Please reproduce the passage of the biometric unlock code diff below between "async fn provide_key(&self, user_id: &str, key: &[u8]);" and "the protected key.", inclusive.

## TEXT SECTION
<<<<

Cleanup and add docs

apps/desktop/desktop_native/core/src/biometric/mod.rs

@@ -17,13 +17,14 @@ pub trait BiometricTrait {
     async fn authenticate(&self, hwnd: Vec<u8>, message: String) -> Result<bool>;
     /// Check if biometric authentication is available
     async fn authenticate_available(&self) -> Result<bool>;
-    /// Enroll a key for persistent unlock
+    /// Enroll a key for persistent unlock. If the implementation does not support persistent enrollment,
+    /// this function should do nothing.
     async fn enroll_persistent(&self, user_id: &str, key: &[u8]) -> Result<()>;
     /// Clear the persistent and ephemeral keys
     async fn unenroll(&self, user_id: &str) -> Result<()>;
     /// Check if a persistent (survives app restarts and reboots) key is set for a user
     async fn has_persistent(&self, user_id: &str) -> Result<bool>;
-    /// On every unlock, the client provides a key to be held for subsequent biometric unlock
+    /// Provide a the key to be ephemerally held. This should be called on every unlock.
     async fn provide_key(&self, user_id: &str, key: &[u8]);
     /// Perform biometric unlock and return the key
     async fn unlock(&self, user_id: &str, hwnd: Vec<u8>) -> Result<Vec<u8>>;

apps/desktop/desktop_native/core/src/biometric/windows.rs

@@ -1,18 +1,23 @@
 //! This file implements Windows-Hello based biometric unlock.
 //!
+//! There are two paths implemented here.
+//! The former via UV + ephemerally (but protected) keys. This only works after first unlock.
+//! The latter via a signing API, that deterministically signs a challenge, from which a windows hello key is derived. This key
+//! is used to encrypt the protected key.
+//! 
 //! # Security
-//! Note: There are two scenarios to consider, with different security implications. This section
-//! describes the assumed security model and security guarantees achieved. In the required security
-//! guarantee is that a locked vault - a running app - cannot be unlocked when the device (user-space)
+//! The security goal is that a locked vault - a running app - cannot be unlocked when the device (user-space)
 //! is compromised in this state.
-//!
-//! ## Require master password on app restart
-//! In this scenario, when first unlocking the app, the app sends the user-key to this module, which holds it in secure memory,
+//!

>>>>

## STORED ROWS
<<<<

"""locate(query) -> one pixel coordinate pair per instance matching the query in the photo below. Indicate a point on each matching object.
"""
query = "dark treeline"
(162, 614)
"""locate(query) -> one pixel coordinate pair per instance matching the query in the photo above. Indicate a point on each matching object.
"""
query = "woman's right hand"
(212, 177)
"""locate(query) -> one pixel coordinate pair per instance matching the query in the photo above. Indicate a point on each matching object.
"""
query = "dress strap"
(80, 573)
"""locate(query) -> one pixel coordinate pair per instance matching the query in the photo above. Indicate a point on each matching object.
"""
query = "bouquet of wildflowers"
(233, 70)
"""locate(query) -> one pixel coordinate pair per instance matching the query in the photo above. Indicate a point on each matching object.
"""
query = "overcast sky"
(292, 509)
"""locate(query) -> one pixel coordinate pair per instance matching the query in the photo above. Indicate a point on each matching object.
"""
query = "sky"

>>>>
<<<<

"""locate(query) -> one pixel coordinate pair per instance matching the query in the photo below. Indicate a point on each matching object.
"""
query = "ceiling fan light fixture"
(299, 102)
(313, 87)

>>>>

## REPLY TO THE TASK
async fn provide_key(&self, user_id: &str, key: &[u8]);
     /// Perform biometric unlock and return the key
     async fn unlock(&self, user_id: &str, hwnd: Vec<u8>) -> Result<Vec<u8>>;

apps/desktop/desktop_native/core/src/biometric/windows.rs

@@ -1,18 +1,23 @@
 //! This file implements Windows-Hello based biometric unlock.
 //!
+//! There are two paths implemented here.
+//! The former via UV + ephemerally (but protected) keys. This only works after first unlock.
+//! The latter via a signing API, that deterministically signs a challenge, from which a windows hello key is derived. This key
+//! is used to encrypt the protected key.